#### [Stated problem]
Copy the lines of the listing below without any change, from the line with "the white marble" through the line with "pixel 28 339", both included.

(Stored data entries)
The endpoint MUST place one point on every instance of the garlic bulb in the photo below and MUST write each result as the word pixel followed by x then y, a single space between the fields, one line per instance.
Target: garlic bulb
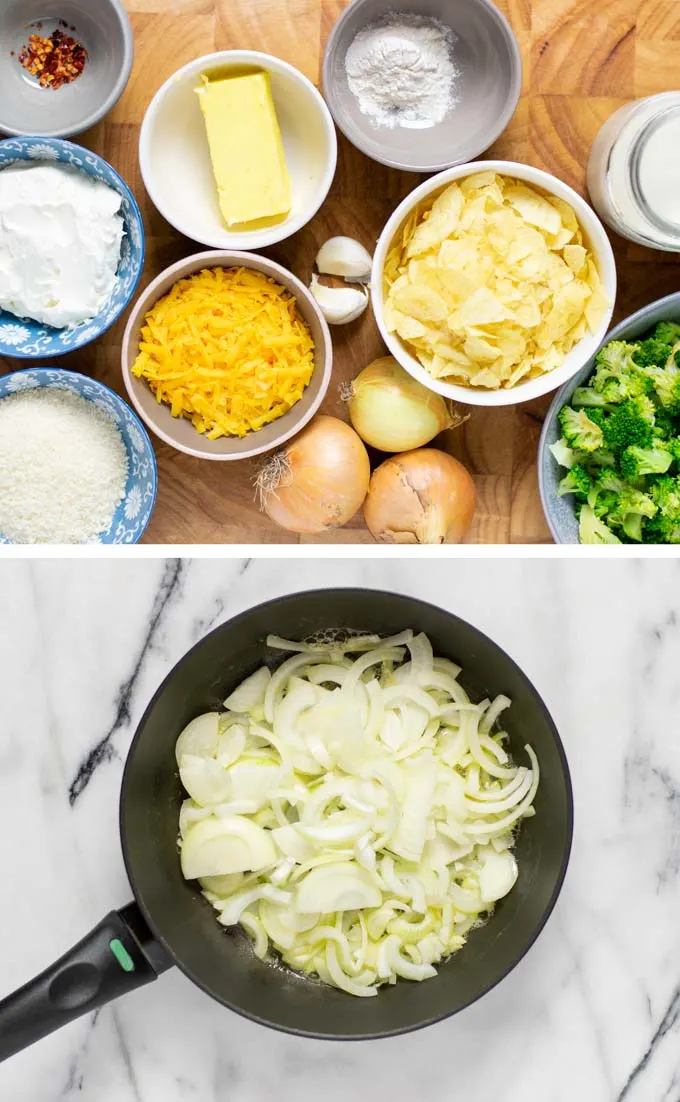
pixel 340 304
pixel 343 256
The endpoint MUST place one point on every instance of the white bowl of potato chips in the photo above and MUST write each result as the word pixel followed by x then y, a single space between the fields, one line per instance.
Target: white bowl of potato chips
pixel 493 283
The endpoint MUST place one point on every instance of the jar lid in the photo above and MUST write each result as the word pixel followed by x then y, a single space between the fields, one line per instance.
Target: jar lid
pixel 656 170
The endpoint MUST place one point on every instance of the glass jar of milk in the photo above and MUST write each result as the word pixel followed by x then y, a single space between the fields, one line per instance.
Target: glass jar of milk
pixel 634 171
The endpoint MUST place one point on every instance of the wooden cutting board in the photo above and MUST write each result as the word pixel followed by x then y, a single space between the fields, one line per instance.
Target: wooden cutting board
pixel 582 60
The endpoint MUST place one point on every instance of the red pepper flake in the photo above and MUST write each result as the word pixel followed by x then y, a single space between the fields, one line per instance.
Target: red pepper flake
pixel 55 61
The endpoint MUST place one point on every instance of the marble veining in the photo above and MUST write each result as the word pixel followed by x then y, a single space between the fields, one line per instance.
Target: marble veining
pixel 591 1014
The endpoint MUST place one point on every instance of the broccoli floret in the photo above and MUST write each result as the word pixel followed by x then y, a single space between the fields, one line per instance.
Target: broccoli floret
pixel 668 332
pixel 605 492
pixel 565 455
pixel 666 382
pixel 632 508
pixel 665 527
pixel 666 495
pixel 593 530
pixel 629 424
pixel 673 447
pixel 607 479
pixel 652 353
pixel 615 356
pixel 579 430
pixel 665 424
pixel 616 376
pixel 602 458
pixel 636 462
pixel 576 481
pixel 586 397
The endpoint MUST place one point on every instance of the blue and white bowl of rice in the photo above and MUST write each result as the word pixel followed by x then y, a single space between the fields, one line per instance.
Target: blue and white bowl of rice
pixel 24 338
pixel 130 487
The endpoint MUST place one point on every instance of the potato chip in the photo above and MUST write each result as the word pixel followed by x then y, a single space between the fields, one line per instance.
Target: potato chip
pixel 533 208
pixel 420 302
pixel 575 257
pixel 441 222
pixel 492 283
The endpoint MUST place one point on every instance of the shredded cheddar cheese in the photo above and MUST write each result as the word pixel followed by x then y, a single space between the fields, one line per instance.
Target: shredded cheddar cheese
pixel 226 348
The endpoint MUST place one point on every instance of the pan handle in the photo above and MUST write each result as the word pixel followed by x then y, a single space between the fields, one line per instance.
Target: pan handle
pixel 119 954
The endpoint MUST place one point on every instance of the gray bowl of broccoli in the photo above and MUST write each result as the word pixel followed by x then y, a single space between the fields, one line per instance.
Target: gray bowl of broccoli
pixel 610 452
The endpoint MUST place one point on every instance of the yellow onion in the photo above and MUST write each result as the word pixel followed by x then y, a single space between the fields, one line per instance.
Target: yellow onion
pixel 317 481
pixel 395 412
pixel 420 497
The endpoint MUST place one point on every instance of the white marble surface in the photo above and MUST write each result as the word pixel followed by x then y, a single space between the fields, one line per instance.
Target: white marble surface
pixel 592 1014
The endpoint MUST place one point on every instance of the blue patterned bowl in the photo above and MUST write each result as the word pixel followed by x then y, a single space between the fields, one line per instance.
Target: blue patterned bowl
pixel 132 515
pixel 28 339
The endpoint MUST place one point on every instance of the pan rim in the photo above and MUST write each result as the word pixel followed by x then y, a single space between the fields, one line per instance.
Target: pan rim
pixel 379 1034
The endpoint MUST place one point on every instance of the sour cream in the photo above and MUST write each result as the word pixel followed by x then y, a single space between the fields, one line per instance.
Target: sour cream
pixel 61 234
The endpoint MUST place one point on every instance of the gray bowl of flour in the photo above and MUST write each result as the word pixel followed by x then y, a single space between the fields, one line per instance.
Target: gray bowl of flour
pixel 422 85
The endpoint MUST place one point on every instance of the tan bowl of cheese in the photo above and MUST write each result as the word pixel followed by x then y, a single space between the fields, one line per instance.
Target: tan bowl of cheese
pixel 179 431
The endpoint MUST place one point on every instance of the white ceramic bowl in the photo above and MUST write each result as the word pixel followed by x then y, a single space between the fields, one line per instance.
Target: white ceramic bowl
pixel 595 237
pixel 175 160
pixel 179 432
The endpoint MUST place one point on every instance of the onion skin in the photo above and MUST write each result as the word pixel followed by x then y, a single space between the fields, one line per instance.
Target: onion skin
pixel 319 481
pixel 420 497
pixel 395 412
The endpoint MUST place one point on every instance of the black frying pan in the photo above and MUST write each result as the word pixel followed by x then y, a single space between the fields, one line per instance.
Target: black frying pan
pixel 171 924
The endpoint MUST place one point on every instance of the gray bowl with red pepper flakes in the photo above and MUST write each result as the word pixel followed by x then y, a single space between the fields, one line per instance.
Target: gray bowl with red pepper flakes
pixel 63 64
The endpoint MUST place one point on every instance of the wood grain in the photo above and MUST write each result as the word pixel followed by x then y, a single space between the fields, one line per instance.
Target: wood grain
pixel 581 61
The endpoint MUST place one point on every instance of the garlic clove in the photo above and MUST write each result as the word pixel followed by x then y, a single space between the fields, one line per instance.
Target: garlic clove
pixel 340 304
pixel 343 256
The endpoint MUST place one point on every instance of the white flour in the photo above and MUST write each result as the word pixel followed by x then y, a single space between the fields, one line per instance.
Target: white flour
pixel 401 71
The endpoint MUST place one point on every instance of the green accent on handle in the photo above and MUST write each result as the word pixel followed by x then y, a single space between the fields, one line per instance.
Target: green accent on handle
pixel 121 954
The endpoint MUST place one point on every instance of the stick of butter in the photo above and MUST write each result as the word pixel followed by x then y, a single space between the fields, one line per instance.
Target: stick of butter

#### [Expected output]
The endpoint MUST place one point on every instance of the white marble surface in the photo above and MUST write each result as the word pixel followed by x then y, a single space between the fields, one line per instance.
Target: white marble surface
pixel 592 1014
The endpoint MUST place one point on every instance of the blue patterned bowl in the photo above and MUST write each result as the word pixel followed by x then y, a single space between the fields, one line per instance.
Target: blue patterned bowl
pixel 132 515
pixel 28 339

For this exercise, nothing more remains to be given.